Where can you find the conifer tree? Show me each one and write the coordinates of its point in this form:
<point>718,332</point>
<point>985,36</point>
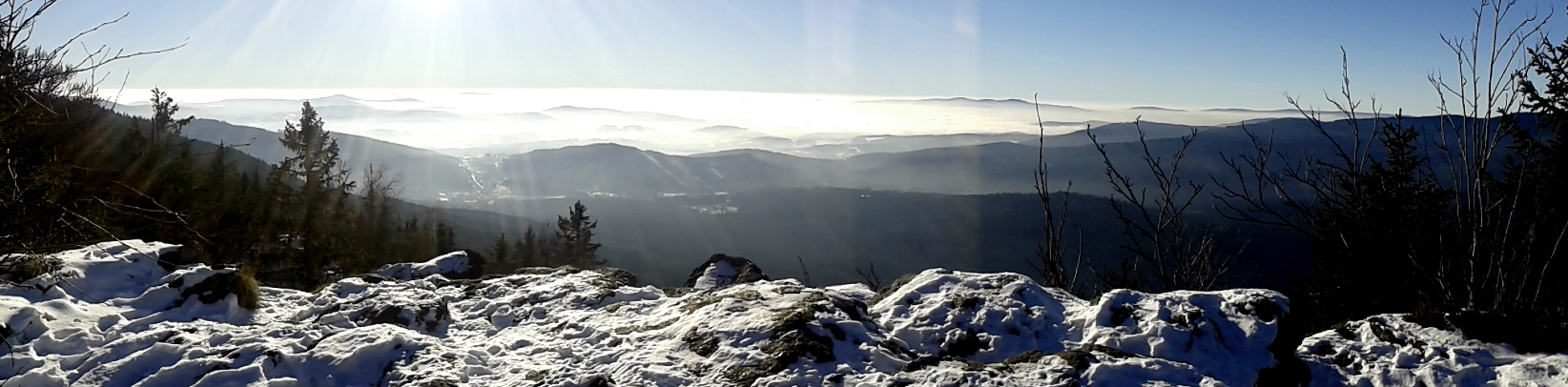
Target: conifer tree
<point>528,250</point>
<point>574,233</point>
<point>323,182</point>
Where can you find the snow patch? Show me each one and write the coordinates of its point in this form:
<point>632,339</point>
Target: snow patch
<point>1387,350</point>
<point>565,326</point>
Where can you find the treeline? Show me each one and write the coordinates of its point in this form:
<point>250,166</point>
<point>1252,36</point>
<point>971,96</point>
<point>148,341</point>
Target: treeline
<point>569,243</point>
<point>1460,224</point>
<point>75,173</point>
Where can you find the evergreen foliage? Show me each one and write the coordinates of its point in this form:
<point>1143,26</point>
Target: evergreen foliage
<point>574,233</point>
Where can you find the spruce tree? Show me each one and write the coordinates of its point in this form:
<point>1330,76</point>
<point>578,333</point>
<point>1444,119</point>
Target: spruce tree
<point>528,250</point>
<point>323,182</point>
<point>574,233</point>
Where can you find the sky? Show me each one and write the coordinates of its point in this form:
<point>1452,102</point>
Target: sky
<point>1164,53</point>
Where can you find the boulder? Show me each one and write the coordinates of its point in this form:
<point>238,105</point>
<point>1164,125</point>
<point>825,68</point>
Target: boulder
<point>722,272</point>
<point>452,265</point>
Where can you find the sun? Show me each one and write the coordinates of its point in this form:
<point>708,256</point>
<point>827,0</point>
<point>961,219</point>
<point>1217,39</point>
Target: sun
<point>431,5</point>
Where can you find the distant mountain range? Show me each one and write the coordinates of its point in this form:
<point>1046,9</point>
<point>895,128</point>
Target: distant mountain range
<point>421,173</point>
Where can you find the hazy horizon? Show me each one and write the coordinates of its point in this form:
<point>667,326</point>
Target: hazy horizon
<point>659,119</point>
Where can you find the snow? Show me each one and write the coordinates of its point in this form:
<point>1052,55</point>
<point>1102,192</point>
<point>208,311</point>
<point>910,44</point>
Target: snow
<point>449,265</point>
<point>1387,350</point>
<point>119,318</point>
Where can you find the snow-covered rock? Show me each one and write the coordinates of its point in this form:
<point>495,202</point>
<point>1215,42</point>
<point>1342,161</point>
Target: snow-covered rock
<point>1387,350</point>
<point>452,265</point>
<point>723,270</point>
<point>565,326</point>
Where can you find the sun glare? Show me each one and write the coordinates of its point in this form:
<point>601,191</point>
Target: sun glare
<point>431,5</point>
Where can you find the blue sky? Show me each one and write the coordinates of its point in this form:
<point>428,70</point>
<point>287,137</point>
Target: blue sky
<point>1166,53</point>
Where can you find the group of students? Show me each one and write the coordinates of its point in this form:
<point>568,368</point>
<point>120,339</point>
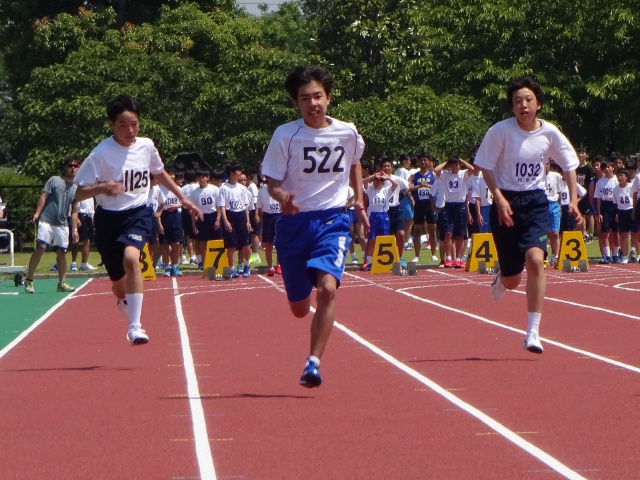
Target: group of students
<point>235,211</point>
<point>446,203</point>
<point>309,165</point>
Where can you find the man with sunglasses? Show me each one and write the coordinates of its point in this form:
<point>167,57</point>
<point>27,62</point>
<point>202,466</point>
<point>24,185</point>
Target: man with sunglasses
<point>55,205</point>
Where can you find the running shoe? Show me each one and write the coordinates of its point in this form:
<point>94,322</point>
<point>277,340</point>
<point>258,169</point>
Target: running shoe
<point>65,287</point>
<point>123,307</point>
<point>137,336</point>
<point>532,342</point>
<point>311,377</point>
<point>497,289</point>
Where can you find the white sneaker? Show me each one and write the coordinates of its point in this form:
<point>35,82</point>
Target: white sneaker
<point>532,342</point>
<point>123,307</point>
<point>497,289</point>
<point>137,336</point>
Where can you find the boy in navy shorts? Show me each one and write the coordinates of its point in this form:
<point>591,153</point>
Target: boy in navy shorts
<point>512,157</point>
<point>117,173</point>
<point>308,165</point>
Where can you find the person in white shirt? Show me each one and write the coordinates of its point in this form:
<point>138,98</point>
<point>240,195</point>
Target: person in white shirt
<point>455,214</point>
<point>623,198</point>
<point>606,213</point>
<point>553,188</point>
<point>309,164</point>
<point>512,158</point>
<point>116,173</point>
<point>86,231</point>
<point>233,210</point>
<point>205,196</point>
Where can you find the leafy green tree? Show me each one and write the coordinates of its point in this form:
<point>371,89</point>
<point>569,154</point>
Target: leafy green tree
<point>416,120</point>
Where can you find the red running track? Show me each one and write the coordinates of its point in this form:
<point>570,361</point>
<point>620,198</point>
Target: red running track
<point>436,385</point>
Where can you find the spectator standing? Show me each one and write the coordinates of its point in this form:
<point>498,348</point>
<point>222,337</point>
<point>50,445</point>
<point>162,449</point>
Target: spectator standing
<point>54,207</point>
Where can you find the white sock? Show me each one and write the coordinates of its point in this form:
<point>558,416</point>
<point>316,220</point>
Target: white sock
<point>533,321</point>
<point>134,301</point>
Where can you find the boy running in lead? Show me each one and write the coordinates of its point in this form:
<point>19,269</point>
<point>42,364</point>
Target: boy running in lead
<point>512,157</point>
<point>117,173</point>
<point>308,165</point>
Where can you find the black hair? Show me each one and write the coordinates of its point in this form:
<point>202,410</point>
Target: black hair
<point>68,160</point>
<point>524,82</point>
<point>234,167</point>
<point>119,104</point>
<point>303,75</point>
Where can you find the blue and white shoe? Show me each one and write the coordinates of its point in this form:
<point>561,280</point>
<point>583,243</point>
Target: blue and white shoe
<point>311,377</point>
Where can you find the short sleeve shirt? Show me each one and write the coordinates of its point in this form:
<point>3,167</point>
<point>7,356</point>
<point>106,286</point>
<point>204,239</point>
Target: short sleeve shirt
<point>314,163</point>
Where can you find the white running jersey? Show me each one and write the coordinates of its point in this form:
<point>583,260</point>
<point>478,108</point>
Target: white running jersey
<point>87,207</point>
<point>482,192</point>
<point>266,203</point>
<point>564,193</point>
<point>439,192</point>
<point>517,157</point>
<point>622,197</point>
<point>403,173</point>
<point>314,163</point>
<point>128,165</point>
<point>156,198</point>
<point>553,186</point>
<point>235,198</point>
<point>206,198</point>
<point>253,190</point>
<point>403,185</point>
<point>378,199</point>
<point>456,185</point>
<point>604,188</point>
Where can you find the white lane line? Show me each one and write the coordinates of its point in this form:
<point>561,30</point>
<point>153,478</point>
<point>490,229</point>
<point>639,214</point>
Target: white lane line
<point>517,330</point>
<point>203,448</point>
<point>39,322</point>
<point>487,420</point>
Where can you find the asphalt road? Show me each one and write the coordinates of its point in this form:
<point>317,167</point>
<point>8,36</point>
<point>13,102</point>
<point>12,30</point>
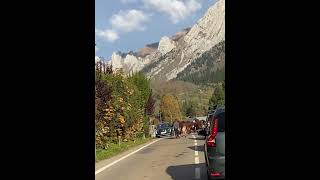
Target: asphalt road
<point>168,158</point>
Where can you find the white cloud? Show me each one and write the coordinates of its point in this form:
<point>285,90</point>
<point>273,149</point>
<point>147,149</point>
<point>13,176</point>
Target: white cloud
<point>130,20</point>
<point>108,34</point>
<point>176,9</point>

**Instructions for the task**
Line by line, return the listing above exactly, dropping every picture.

**Task response**
Where can you find the conifer tree? Show me each one and write the coordinates of its point in this form:
<point>718,332</point>
<point>985,36</point>
Target: conifer tree
<point>528,250</point>
<point>574,233</point>
<point>323,182</point>
Where can you find the snow patch? Show me each one and write the coordinates of its point in this form:
<point>632,339</point>
Target: snow patch
<point>1387,350</point>
<point>565,326</point>
Where can you find the treeline? Show me each one and write the coordinates of its point in this form:
<point>250,166</point>
<point>1252,36</point>
<point>971,96</point>
<point>148,341</point>
Target: treeline
<point>569,243</point>
<point>1460,224</point>
<point>75,173</point>
Where can you find the evergreen foliage? Show me each one and write the coordinates of its point in this form:
<point>1143,26</point>
Target: evergreen foliage
<point>574,233</point>
Where can you find the spruce tree? Show me each one and write the coordinates of its point in this form:
<point>1330,76</point>
<point>578,333</point>
<point>1444,119</point>
Target: spruce tree
<point>528,250</point>
<point>323,182</point>
<point>574,233</point>
Where can you find the sky? Show me each one and write the coordinates of its point in this form:
<point>1452,102</point>
Target: sky
<point>1164,53</point>
Where can you find the boulder? Show me each one and write the coordinates of its point in this form:
<point>238,105</point>
<point>1164,125</point>
<point>825,68</point>
Target: boulder
<point>722,272</point>
<point>452,265</point>
Where can you find the sun? Show me each one and write the coordinates of its point in this form:
<point>708,256</point>
<point>827,0</point>
<point>961,219</point>
<point>1217,39</point>
Target: sun
<point>431,5</point>
Where can you find the distant mountain range? Show me each one and write the coordinates of its point in this form:
<point>1046,9</point>
<point>895,128</point>
Target: distant mountain range
<point>421,173</point>
Where can you find the hazy horizon? Show me each one and write the coordinates of its point in this form:
<point>667,326</point>
Target: hazy horizon
<point>659,119</point>
Where can you find the snow? Show me each one and write the coordinates of its point in this form:
<point>1052,55</point>
<point>1102,192</point>
<point>208,311</point>
<point>910,44</point>
Target: snow
<point>449,265</point>
<point>1387,350</point>
<point>119,318</point>
Where can you find the snow-covered rock? Show me each one and write the coordinates of its point in this form:
<point>495,202</point>
<point>1215,42</point>
<point>1342,161</point>
Target: snow-covered rock
<point>1387,350</point>
<point>452,265</point>
<point>723,270</point>
<point>565,326</point>
Where can you find the sun glare? Show me each one and write the coordinates of its point in this form:
<point>601,191</point>
Target: sun glare
<point>431,5</point>
Where can you find the blue sky? Show me each one and write the coordinates of its point in this form:
<point>428,70</point>
<point>287,137</point>
Target: blue sky
<point>1166,53</point>
Where can you find the group of students? Show me each one and write the coordinates of its point in this form:
<point>568,368</point>
<point>120,339</point>
Target: group of students
<point>235,211</point>
<point>446,203</point>
<point>309,165</point>
Where can you find the man with sunglasses? Show me each one and write the coordinates of its point in this form:
<point>167,57</point>
<point>27,62</point>
<point>202,466</point>
<point>24,185</point>
Target: man with sunglasses
<point>55,205</point>
Where can you find the running shoe? Show me each one and write the coordinates of its point in this form:
<point>94,322</point>
<point>277,340</point>
<point>258,169</point>
Target: running shoe
<point>65,287</point>
<point>123,307</point>
<point>137,336</point>
<point>532,342</point>
<point>311,377</point>
<point>497,289</point>
Where can you find the white sneaker? Show me each one and write the coordinates of its point in this form:
<point>35,82</point>
Target: white sneaker
<point>532,342</point>
<point>123,307</point>
<point>497,289</point>
<point>137,336</point>
Where can you find the boy in navy shorts? Show me each one and write the coordinates of its point in this form:
<point>591,153</point>
Target: boy in navy shorts
<point>512,157</point>
<point>117,173</point>
<point>308,165</point>
Where can you find the person in white shirt? Show me each one and write the coordinates of its point in this form:
<point>138,98</point>
<point>240,195</point>
Target: person in white shirt
<point>455,214</point>
<point>623,198</point>
<point>606,213</point>
<point>553,188</point>
<point>309,164</point>
<point>512,158</point>
<point>116,173</point>
<point>86,231</point>
<point>233,210</point>
<point>205,196</point>
Where can you find the leafy green tree? Show me each one and write the coordinates of its point in this form:
<point>371,89</point>
<point>569,154</point>
Target: leafy green tree
<point>416,120</point>
Where can you find the red running track? Show me each one and write the coordinates of its point in this form:
<point>570,361</point>
<point>620,198</point>
Target: red running track
<point>436,385</point>
Where can you find the spectator standing? Show me each one and write the coordinates of its point in this form:
<point>498,348</point>
<point>222,337</point>
<point>50,445</point>
<point>162,449</point>
Target: spectator standing
<point>54,207</point>
Where can you find the white sock? Show me each one and write the coordinates of its point in this form:
<point>558,416</point>
<point>316,220</point>
Target: white sock
<point>533,321</point>
<point>134,301</point>
Where can you find the boy running in lead? Show me each one and write the coordinates of its point in this form:
<point>19,269</point>
<point>42,364</point>
Target: boy running in lead
<point>512,157</point>
<point>117,173</point>
<point>308,165</point>
Where can you find the black hair? Show me each one and write the coordinates of its point in this form:
<point>202,410</point>
Target: black hair
<point>68,160</point>
<point>524,82</point>
<point>234,167</point>
<point>119,104</point>
<point>303,75</point>
Where can you find the blue and white shoe? Show me each one and write the coordinates of its point in this form:
<point>561,280</point>
<point>583,243</point>
Target: blue and white shoe
<point>311,377</point>
Where can you find the short sleeve shirt? Show me each one and write the coordinates of its point in this form:
<point>3,167</point>
<point>7,356</point>
<point>106,286</point>
<point>204,239</point>
Target: short sleeve shirt
<point>314,163</point>
Where can you find the white running jersey? Show me each one and write the coordinates of its point in this form:
<point>583,260</point>
<point>478,108</point>
Target: white running jersey
<point>87,207</point>
<point>482,192</point>
<point>266,203</point>
<point>564,193</point>
<point>439,192</point>
<point>517,157</point>
<point>622,197</point>
<point>403,173</point>
<point>314,163</point>
<point>128,165</point>
<point>156,198</point>
<point>553,186</point>
<point>235,198</point>
<point>206,198</point>
<point>253,190</point>
<point>403,185</point>
<point>378,199</point>
<point>456,185</point>
<point>604,188</point>
Where can you find the white lane line? Show me each one and write the coordinates of its point in this form:
<point>561,30</point>
<point>153,478</point>
<point>490,229</point>
<point>639,214</point>
Target: white lane line
<point>517,330</point>
<point>203,448</point>
<point>39,322</point>
<point>487,420</point>
Where can you find the asphalt road? Show me each one and write the coordinates of its point in this form:
<point>317,167</point>
<point>8,36</point>
<point>13,102</point>
<point>12,30</point>
Target: asphalt road
<point>168,158</point>
Where can you find the white cloud? Show me each one and write the coordinates of its point in this form:
<point>285,90</point>
<point>273,149</point>
<point>147,149</point>
<point>13,176</point>
Target: white cloud
<point>130,20</point>
<point>108,34</point>
<point>176,9</point>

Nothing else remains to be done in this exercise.